Give the number of lines below that hold "fork", and only that.

(Saved data entries)
┄┄┄┄┄┄┄┄┄┄

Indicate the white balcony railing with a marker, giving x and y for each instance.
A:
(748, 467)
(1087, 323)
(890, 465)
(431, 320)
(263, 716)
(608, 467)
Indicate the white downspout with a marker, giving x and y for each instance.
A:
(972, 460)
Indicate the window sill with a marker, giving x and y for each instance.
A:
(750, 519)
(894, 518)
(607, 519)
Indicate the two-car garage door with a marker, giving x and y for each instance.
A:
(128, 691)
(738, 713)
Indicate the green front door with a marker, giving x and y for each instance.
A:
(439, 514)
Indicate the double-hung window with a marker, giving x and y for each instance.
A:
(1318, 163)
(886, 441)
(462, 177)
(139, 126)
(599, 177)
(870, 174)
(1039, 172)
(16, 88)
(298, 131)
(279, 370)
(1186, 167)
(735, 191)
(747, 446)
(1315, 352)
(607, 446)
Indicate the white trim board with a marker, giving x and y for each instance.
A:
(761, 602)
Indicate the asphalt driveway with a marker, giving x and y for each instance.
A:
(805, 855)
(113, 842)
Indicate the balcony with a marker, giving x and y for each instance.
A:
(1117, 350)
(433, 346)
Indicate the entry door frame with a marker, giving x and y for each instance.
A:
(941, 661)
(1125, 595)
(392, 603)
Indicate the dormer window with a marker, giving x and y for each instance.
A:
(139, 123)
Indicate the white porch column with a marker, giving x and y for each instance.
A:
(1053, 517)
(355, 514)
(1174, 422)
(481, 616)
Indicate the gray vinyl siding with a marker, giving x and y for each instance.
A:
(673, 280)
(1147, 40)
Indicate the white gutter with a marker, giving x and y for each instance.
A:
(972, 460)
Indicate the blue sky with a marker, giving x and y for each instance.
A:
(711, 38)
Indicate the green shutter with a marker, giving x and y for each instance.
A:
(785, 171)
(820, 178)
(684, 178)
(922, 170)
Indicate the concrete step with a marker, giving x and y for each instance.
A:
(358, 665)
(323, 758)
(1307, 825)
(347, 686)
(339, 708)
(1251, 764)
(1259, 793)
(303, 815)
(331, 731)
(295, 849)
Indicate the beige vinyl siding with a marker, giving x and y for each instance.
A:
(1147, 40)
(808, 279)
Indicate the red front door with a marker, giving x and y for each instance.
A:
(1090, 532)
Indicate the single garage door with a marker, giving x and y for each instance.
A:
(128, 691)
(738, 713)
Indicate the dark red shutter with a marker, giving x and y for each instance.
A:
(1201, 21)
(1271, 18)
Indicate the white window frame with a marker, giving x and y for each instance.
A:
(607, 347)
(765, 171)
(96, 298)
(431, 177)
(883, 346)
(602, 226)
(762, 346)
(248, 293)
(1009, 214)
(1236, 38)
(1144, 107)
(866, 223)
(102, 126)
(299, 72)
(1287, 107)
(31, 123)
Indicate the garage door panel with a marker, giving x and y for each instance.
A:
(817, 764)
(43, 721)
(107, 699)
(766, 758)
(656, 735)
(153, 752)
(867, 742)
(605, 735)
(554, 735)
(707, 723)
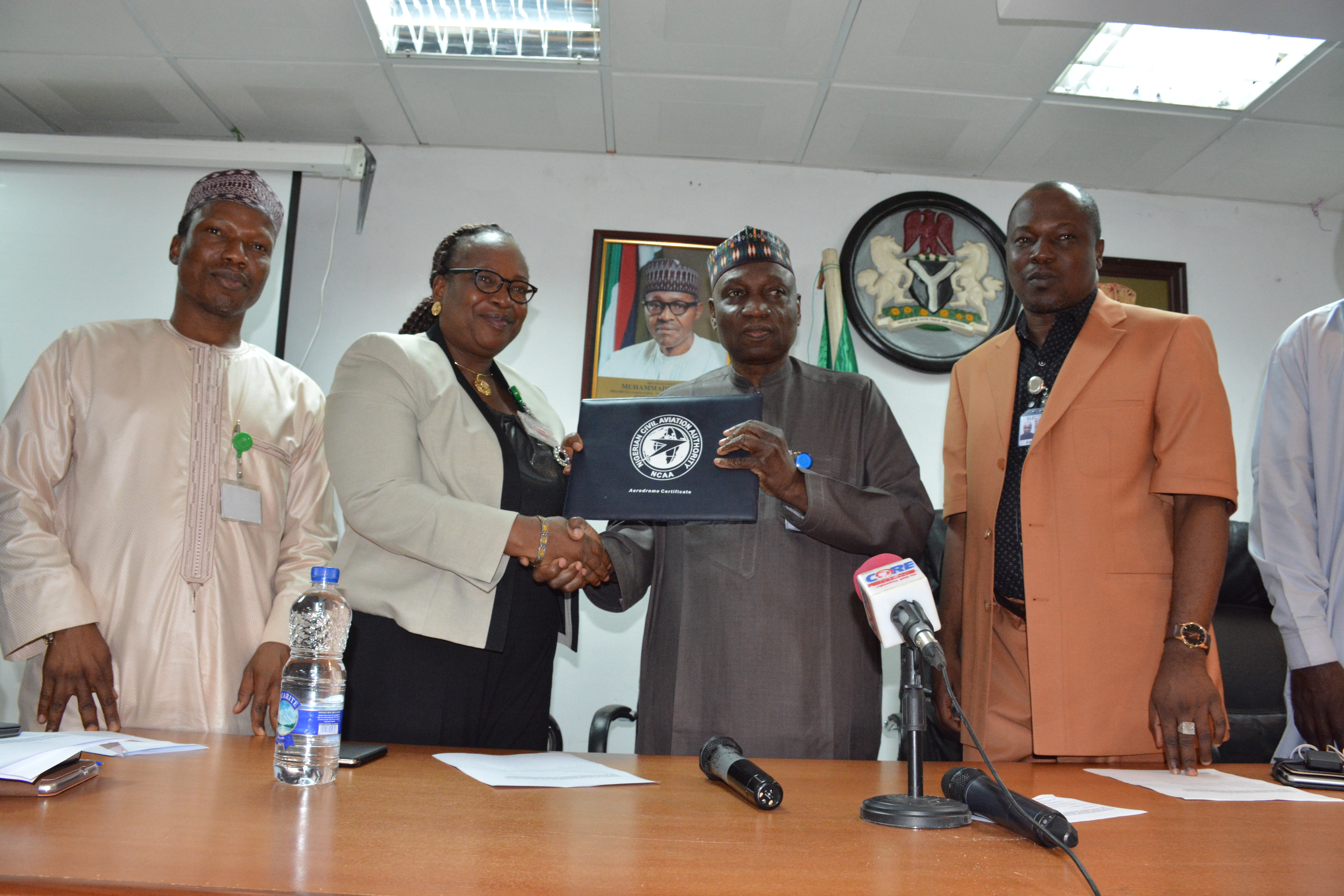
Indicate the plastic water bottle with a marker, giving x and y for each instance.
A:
(314, 684)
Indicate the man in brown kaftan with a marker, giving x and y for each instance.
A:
(753, 629)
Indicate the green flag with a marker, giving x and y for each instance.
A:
(845, 359)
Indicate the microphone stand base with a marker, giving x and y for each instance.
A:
(904, 811)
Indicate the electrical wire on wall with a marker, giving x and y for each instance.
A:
(322, 293)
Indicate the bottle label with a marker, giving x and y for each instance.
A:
(322, 719)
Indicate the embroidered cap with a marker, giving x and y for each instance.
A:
(747, 246)
(240, 186)
(670, 276)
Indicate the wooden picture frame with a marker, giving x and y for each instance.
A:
(611, 293)
(1154, 284)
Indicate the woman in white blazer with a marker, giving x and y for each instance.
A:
(448, 468)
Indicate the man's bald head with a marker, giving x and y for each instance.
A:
(1077, 194)
(1054, 248)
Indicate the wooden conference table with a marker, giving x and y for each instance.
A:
(214, 821)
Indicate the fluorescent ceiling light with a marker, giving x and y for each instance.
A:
(1182, 66)
(501, 29)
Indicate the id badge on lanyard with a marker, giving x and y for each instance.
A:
(240, 502)
(1030, 418)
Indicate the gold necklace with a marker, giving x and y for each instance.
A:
(482, 382)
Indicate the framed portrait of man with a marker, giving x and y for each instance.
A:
(1136, 281)
(648, 326)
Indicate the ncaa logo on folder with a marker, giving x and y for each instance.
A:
(653, 460)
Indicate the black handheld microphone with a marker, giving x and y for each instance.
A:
(911, 618)
(979, 792)
(722, 758)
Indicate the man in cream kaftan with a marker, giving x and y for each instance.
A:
(134, 598)
(111, 460)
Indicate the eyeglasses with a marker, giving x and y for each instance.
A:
(655, 308)
(489, 281)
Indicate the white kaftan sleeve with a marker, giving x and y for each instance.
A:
(41, 590)
(1284, 524)
(310, 527)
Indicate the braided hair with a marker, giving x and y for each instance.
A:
(421, 318)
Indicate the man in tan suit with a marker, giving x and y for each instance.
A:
(1089, 477)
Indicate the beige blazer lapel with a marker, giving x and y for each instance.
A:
(1099, 336)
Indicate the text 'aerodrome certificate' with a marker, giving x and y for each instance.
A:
(653, 460)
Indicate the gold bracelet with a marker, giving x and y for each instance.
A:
(541, 549)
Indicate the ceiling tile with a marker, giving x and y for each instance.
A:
(72, 27)
(882, 129)
(748, 38)
(1267, 160)
(280, 30)
(1103, 146)
(710, 117)
(127, 96)
(548, 108)
(17, 119)
(1316, 97)
(304, 101)
(954, 45)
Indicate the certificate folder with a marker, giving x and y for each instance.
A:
(653, 460)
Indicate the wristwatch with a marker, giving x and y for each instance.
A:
(1191, 635)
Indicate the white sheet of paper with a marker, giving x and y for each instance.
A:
(132, 746)
(537, 770)
(33, 753)
(30, 754)
(1212, 785)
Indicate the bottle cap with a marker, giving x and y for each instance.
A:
(326, 574)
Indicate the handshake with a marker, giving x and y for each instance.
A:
(575, 555)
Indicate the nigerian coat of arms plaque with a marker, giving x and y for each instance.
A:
(925, 280)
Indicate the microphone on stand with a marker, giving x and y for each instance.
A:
(978, 790)
(722, 758)
(901, 610)
(900, 605)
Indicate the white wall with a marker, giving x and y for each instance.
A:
(85, 244)
(1253, 268)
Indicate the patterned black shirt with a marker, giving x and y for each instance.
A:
(1044, 362)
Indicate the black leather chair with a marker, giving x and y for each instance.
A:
(554, 739)
(1251, 653)
(603, 721)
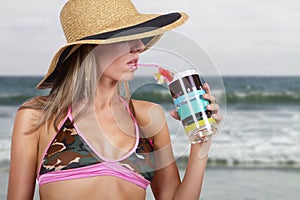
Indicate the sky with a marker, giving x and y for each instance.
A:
(242, 37)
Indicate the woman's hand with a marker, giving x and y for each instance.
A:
(213, 106)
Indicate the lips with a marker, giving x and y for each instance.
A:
(133, 64)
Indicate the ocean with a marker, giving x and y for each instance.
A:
(260, 130)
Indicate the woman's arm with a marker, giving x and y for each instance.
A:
(166, 183)
(23, 161)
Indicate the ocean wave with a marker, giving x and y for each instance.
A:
(228, 162)
(14, 99)
(263, 97)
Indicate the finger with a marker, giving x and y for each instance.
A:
(214, 108)
(174, 114)
(210, 98)
(217, 117)
(206, 88)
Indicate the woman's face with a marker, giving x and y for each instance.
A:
(118, 61)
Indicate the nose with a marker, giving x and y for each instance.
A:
(137, 46)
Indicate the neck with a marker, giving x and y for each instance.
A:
(107, 93)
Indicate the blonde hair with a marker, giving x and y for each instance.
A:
(77, 79)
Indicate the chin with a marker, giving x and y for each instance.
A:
(127, 77)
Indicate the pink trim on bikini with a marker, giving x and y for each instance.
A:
(109, 168)
(100, 169)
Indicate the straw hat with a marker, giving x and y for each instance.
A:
(105, 22)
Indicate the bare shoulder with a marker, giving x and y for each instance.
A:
(26, 117)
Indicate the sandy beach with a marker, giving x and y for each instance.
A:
(234, 183)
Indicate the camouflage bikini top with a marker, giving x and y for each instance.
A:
(70, 156)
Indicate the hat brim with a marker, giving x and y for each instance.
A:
(149, 31)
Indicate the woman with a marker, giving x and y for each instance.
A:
(87, 139)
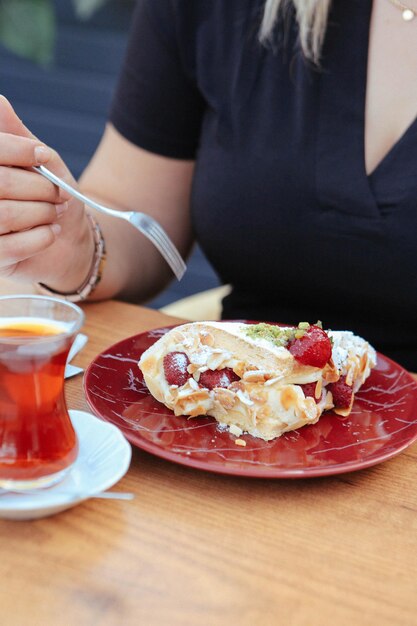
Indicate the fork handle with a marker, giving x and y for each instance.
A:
(41, 169)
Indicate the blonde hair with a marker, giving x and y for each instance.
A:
(312, 21)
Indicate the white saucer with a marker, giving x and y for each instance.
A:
(104, 457)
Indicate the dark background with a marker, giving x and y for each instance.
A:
(66, 104)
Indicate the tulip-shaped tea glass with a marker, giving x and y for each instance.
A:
(38, 444)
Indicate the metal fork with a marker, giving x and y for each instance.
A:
(144, 223)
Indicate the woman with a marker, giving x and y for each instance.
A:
(291, 160)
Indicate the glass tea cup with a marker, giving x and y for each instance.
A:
(38, 444)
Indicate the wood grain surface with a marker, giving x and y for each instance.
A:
(196, 548)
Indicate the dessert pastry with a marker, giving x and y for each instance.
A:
(260, 379)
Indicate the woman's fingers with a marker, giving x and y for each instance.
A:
(19, 184)
(17, 247)
(22, 152)
(16, 216)
(10, 122)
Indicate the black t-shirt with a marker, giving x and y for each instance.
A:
(281, 203)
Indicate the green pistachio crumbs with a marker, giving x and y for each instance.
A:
(278, 335)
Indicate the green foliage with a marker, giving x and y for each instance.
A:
(86, 8)
(27, 27)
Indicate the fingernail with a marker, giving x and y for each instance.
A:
(61, 208)
(42, 154)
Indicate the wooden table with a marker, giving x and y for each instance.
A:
(196, 548)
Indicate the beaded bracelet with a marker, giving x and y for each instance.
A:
(94, 275)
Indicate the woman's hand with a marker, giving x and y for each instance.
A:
(40, 225)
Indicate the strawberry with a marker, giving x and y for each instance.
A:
(309, 390)
(175, 368)
(341, 392)
(218, 378)
(313, 348)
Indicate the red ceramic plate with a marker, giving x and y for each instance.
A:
(383, 422)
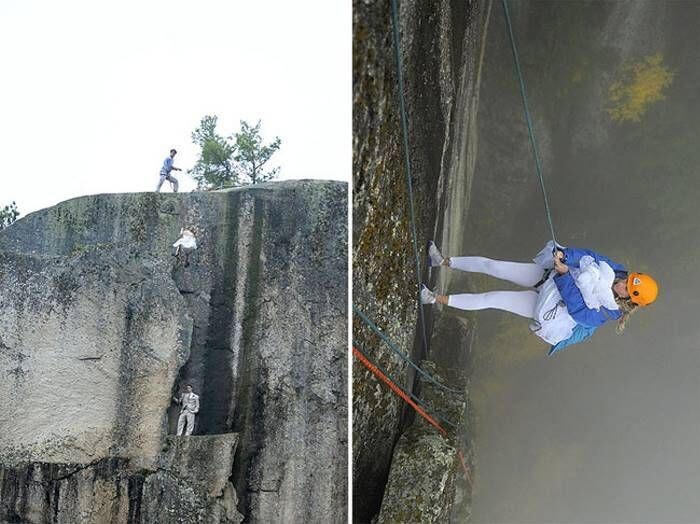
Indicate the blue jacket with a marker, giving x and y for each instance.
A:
(587, 319)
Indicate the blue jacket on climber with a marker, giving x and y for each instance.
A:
(587, 319)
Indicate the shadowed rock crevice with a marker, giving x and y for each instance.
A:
(101, 327)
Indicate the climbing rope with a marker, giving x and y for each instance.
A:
(404, 129)
(414, 397)
(401, 393)
(400, 353)
(538, 166)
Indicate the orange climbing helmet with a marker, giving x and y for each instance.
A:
(642, 288)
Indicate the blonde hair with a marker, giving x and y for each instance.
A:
(627, 307)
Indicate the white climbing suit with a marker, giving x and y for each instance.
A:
(187, 241)
(551, 320)
(189, 403)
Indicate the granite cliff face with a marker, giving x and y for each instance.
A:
(100, 327)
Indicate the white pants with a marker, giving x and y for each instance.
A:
(519, 302)
(185, 416)
(169, 178)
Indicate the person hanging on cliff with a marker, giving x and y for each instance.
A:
(165, 172)
(185, 245)
(575, 291)
(189, 407)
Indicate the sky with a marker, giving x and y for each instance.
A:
(94, 94)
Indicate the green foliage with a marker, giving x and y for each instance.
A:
(251, 154)
(231, 161)
(214, 168)
(8, 214)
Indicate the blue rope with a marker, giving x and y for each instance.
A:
(529, 121)
(404, 128)
(415, 398)
(400, 353)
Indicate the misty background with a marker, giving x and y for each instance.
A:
(94, 94)
(606, 431)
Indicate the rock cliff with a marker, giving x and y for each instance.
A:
(100, 327)
(441, 50)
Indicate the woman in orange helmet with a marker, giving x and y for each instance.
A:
(580, 291)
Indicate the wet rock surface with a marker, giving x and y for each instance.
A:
(101, 326)
(441, 46)
(190, 485)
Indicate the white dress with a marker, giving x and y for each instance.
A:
(552, 320)
(187, 241)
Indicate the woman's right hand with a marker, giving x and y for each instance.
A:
(559, 266)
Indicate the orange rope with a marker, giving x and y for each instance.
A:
(396, 389)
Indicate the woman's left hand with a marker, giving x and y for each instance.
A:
(559, 266)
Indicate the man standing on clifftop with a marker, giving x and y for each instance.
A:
(165, 172)
(189, 407)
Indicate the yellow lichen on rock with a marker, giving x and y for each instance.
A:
(641, 85)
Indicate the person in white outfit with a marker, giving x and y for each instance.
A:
(572, 291)
(189, 407)
(185, 245)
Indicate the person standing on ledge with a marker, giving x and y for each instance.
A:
(184, 246)
(165, 172)
(189, 407)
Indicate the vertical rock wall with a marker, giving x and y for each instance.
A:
(100, 327)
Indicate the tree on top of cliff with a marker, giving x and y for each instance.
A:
(251, 154)
(214, 168)
(8, 214)
(231, 161)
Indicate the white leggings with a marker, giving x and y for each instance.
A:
(519, 302)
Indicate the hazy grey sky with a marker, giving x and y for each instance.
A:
(95, 93)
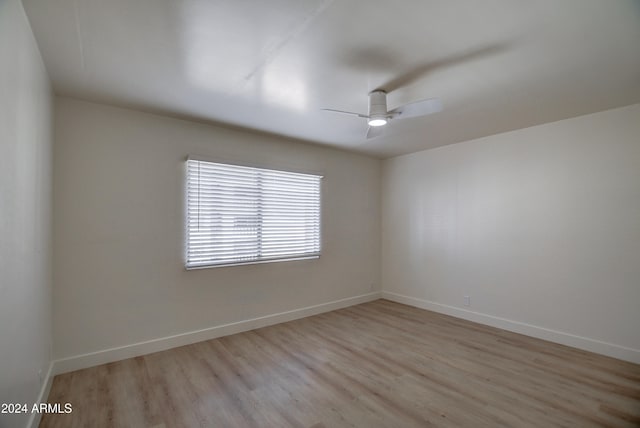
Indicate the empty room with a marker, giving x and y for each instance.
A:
(319, 213)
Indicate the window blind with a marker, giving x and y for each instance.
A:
(239, 215)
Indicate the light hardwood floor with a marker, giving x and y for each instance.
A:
(379, 364)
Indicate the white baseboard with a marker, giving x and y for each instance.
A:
(34, 419)
(584, 343)
(134, 350)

┄┄┄┄┄┄┄┄┄┄

### TASK RESPONSE
2